■ **EXERCISE SET**
1: In the biography of Rory, what was the duo he formed with fiddler Doug Holloway in San Francisco called?
2: Continue the biography of Rory from its last sentence.

■ **EXCERPTED TEXT**

A serious motorcycle accident in Spain resulted in a stay in hospital that lasted almost two years. It was not all bad though because he learned to speak a unique but passable form of Spanish. Also, and more importantly, he found that with the aid of an old nylon string guitar that someone had left behind at the hospital, he was able to entertain his fellow patients with an ever growing list of songs.

After his release from the hospital, Rory fell in with some Scottish and Irish traditional musicians in Hertfordshire and London and began to play in the folk clubs while apprenticing in the noble art of busking with Mick Softley. For a short period, he even played in the London Underground with his neighbour Dick Gaughan who was himself just beginning his career as a guitarist and singer. A singing part in a West End satire about The Guinness Book Of Records was next and then it was time to head for the continent again.

Rory toured almost constantly for the next two years, playing and singing in the folk music venues of Holland, Belgium, Germany and France. He formed a band called Home Cooking with American banjo player Rodney White and the Irish fiddler Imor Byrne as well as working solo.

Arriving in San Francisco in late 1974, Rory joined forces with fiddler Doug Holloway, playing around many of the clubs of the Haight Ashbury and North Beach districts of the city as a duo going by the name of Blind Pig. A later collaboration with songwriter Billy Marlowe resulted in the release of his first album More is Better on the Belgian Parsifal label in 1979. This album produced by Dave Deighton and Ron Cottam featured Billy Marlowe's songs and the talents of some of Belgium's finest studio musicians. During this time, Rory played in a band called Fishing Trip with the aforementioned Dave Deighton, the brothers Walter and Sooike Kerkhofs and another old compadre, Peter Buurlage.

Settling in San Francisco, Rory became active in the vibrant folk music scene. In 1984, his second album Still Got That Look In His Eye came out on Northern California's Kicking Mule label (KM323). For this, he recruited the assistance of local Bay Area musicians Mayne Smith, Sue Draheim, David Merrill, Kay Burnett, Sylvia Herold and Mike Wilhelm.

■ **DATA SECTION**
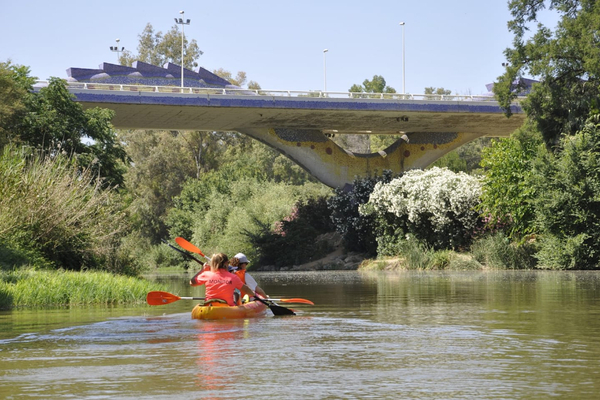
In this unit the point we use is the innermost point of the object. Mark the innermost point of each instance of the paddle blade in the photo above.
(295, 300)
(160, 298)
(188, 246)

■ **RESPONSES**
1: Blind Pig

2:
The next great adventure was the Mild Colonial Boys. Starting out as a trio called Rebels Without Applause, the band went through many name changes. With the late John Cronin of Killarney on accordion, John Caulfield playing fiddle and mandolin and Rory singing and playing guitar, the band soon became a favourite of the San Francisco Irish community and bar scene. Fergus Feely joined on mandola and when Johnny Cronin moved back to New York and was replaced by Chris Andreetti, the band featured four strong singing voices. This lineup continued playing for some four years and made one recording Paddy On The Fault Line which was released just in time to coincide with the 1989 Loma Prieta earthquake. Twenty years on and the band still plays regularly as a trio with John Caulfield, Rory and Kyle Alden.

In 1994, Rory and long time friend Stevie Coyle formed The Frontmen and worked together for the next three years releasing the eponymously titled The Frontmen, an album that was enthusiastically received by such publications as Sing Out... "A priceless little gem" and Dirty Linen..."This should be required listening." Sometime in early 1998, The Frontmen decided to go in different musical directions and Stevie went off to form a little band called The Waybacks.

Moving to Santa Rosa brought Rory into contact with a fresh group of musicians and influences out of which The Ring Of Truth Trio was formed. People often ask how a band called a trio could possibly have four members. One explanation might be that the word trio does not refer to the number of band members but rather to a Trinity like philosophy regarding "truth in musical content." There are other theories as well and one should experience a concert by the band to begin to fully grasp some of the concepts that are at play here. Most of the new album, So Far, So Good was recorded live by the band in a small studio in Northern California and the rest captured at various locations. The members of the Ring Of Truth Trio, during the time of the basic recording sessions were Rory, Henry Nagle (pedal steel, guitar and vocals), Muir Houghton (bass) and Ross Harris (drums and percussion).